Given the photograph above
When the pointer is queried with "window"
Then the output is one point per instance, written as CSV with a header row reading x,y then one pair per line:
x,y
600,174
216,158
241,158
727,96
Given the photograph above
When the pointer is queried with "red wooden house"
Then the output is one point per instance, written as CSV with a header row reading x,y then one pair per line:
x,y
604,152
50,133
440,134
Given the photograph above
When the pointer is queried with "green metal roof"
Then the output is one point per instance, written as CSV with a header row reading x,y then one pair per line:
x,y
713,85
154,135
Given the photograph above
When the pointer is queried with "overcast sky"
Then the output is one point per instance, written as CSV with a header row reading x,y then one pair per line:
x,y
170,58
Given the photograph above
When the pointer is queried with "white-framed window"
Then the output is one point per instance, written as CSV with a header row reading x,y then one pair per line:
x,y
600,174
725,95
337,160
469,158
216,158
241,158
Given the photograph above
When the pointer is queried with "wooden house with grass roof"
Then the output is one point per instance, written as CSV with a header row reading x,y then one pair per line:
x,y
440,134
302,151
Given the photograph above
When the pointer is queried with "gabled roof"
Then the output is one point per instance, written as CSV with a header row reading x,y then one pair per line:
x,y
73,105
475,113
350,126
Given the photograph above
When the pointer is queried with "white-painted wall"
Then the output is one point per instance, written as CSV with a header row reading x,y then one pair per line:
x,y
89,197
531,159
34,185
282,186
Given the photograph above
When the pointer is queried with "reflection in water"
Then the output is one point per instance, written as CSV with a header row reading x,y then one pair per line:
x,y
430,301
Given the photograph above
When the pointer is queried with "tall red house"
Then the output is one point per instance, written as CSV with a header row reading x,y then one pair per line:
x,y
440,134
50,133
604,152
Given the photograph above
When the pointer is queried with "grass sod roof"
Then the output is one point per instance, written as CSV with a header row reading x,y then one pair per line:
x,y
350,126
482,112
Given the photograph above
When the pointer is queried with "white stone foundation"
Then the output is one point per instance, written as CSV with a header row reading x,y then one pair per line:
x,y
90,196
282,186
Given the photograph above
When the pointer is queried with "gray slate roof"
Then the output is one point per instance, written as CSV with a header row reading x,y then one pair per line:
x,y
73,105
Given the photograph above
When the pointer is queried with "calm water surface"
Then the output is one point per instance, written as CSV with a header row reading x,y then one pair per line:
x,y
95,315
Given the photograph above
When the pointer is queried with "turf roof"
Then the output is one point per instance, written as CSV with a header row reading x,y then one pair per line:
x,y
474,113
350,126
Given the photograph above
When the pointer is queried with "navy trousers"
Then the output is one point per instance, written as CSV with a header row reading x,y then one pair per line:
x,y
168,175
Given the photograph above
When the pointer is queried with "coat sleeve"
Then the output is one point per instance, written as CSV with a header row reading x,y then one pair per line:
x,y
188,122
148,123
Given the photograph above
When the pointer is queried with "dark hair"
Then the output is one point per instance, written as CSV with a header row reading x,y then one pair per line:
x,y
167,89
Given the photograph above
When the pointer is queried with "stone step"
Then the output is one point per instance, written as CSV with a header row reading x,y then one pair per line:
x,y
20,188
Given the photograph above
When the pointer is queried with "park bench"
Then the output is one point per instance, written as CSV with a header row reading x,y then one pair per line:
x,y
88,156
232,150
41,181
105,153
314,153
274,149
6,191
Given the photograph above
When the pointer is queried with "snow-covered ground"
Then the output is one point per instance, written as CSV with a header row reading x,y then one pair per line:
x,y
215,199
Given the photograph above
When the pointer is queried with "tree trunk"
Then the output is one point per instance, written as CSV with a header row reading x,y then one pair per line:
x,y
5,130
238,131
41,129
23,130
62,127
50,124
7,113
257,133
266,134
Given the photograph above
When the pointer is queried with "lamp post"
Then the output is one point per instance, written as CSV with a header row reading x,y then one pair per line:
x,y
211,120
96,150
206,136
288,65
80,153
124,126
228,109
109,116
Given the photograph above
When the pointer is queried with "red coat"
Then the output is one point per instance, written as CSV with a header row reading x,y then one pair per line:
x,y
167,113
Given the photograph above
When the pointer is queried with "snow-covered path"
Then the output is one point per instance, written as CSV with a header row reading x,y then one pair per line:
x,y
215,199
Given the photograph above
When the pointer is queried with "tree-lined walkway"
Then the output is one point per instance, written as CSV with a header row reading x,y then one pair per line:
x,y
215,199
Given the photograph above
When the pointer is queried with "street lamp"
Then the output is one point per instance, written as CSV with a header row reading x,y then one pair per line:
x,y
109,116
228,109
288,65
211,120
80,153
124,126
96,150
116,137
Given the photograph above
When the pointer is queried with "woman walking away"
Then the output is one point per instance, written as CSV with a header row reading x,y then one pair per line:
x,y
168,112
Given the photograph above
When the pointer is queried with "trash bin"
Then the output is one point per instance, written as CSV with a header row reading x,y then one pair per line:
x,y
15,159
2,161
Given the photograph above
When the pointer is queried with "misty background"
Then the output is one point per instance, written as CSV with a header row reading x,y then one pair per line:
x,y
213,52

_Task item:_
Take the entries above and transcribe them exactly.

_Response:_
Given the photograph above
When the pointer is queried with "window"
Then the output is one point per instance, written as CSV with a header row reading x,y then one pair per line:
x,y
600,174
216,158
241,158
727,96
Given the photograph above
When the pointer is queried with "red wooden house"
Then the output is one point per instance, written as CSV with a header row reading x,y then one pair per line:
x,y
604,152
50,133
440,134
Given the photograph above
When the pointer is queried with "green metal roof"
Then the output is one point per instance, written as CSV with a header row reading x,y then one pair per line:
x,y
713,85
154,135
Given the photograph above
When the pointer is queried with "overcast sky"
Then the output is one point per instance, written as CSV with a header row reading x,y then one pair per line:
x,y
170,58
Given the photograph above
When the pointer is queried with "white-framed window"
Then the output is one point per instance, written as CSV with a header row reading x,y then one pair per line:
x,y
600,174
725,95
337,160
469,158
216,158
241,158
Given the photograph above
When the pointer is queried with "wooden house with grass roof"
Then the output is one point per instance, written as CSV with a header row reading x,y then one pair per line:
x,y
440,134
302,151
Given the photograph above
When the pointer is queried with "gabled roof"
Then the output is one point per instance, written as CSV with a header row reading x,y then one pair per line:
x,y
73,105
475,113
350,126
Given the photograph above
When the pointer is queried with "white-painted wall"
Then the output is one point per instance, written as CSV with a header row reading x,y then one pair per line:
x,y
89,197
531,159
34,185
282,186
Given the photograph above
When the pointer is queried with "reflection in water"
Then the output is one point per instance, written as CSV with a header row reading x,y then one pair per line:
x,y
430,301
Given the photograph above
When the pointer is queried with "tall red house"
Then the output is one point per instance, written as CSV with a header row reading x,y then one pair per line:
x,y
440,134
50,133
604,152
Given the photograph above
When the pointer is queried with "grass sod roof"
Then the output is one point per instance, written as CSV with a header row reading x,y then one pair per line:
x,y
350,126
482,112
Given the photograph above
When the pointer is queried with "white stone foundation"
Then the output is one point per instance, written as CSV with a header row reading x,y then one pair per line:
x,y
90,196
282,186
Given the photograph above
When the pointer is queried with "gray slate roof"
Then the output is one point per instance, written as CSV with a header row reading x,y then one pair per line:
x,y
73,105
Given the photograph above
When the pointer is queried with "calm water surface"
Then the output is one point per instance, written as CSV with a header row reading x,y then one pair per line:
x,y
95,315
Given the photograph above
When the pointer is queried with "turf roof"
Then the output is one point per instance, written as CSV with a header row reading x,y then one pair per line:
x,y
474,113
350,126
Given the photograph above
When the pointer is queried with "navy trousers"
Then the output is one point per instance, written as CSV with a header row reading x,y then one pair per line:
x,y
168,175
Given the photograph above
When the pointer is queried with "coat sleeve"
Then the output is one point per instance, written as CSV with a header row reading x,y then one pair per line:
x,y
188,122
148,123
Given the photograph above
When the pointer is queried with "dark hair"
Then the output is one point per instance, written as CSV with a header row reading x,y then one pair per line:
x,y
167,89
Given the photograph above
When the pointer is queried with "stone step"
Then the output is one point per instance, written as CSV with a header row reading x,y then one pair per line:
x,y
20,188
Given the photograph above
When the pointer is queried with "park bench"
Then the output is one point per instance, written as CSV with a header row reading x,y then one pair per line:
x,y
88,156
232,150
41,181
105,153
314,153
274,149
6,191
Given the photograph above
When the pointer is queried with "snow-covered ground"
Then the output is one point per instance, written as CSV with a header row reading x,y then one pair per line:
x,y
215,199
Given the photograph above
When the pointer is queried with "tree trunk"
Then the output is one point per instance, written as CSV with a header row reading x,y then one pair per line:
x,y
5,130
238,131
41,129
23,130
62,127
50,124
7,113
257,133
266,134
Given the photograph above
When the pointer is queried with "lamp post"
Then the output is one point per instance, written as CSV with a header row reading x,y then one pair per line:
x,y
211,120
96,150
206,136
288,65
80,153
124,126
228,109
109,116
Given the photograph above
When the pointer is queried with "red coat"
Then the output is one point per instance, written as CSV with a header row reading x,y then one pair per line:
x,y
167,113
Given the photograph above
When the pointer is queried with "snow-covered path"
Then the output is one point per instance, written as CSV with a header row reading x,y then one pair per line:
x,y
215,199
Given the photograph above
When the pointer is queried with "tree-lined walkway"
Then the output is one point per instance, written as CSV with a header row reading x,y then one pair per line:
x,y
215,199
Given the photograph above
When the pointer is queried with "street lamp"
Then the output is one point per instance, written as CSV with a header row reading x,y then one pair per line:
x,y
109,116
228,109
288,65
211,120
80,153
124,126
96,150
116,137
Given the photograph above
When the pointer is queried with "woman walking away"
Then the output is one point per instance, written as CSV with a header row reading x,y then one pair per line:
x,y
168,112
Given the photograph above
When the pointer is queried with "trash bin"
Then the output is one point per instance, written as CSV with a header row reading x,y then one pair per line:
x,y
15,159
2,161
Given the photograph above
When the pointer is queried with "misty background"
Then the output is one point per instance, written as CSV with a header row reading x,y then one pair per line:
x,y
213,52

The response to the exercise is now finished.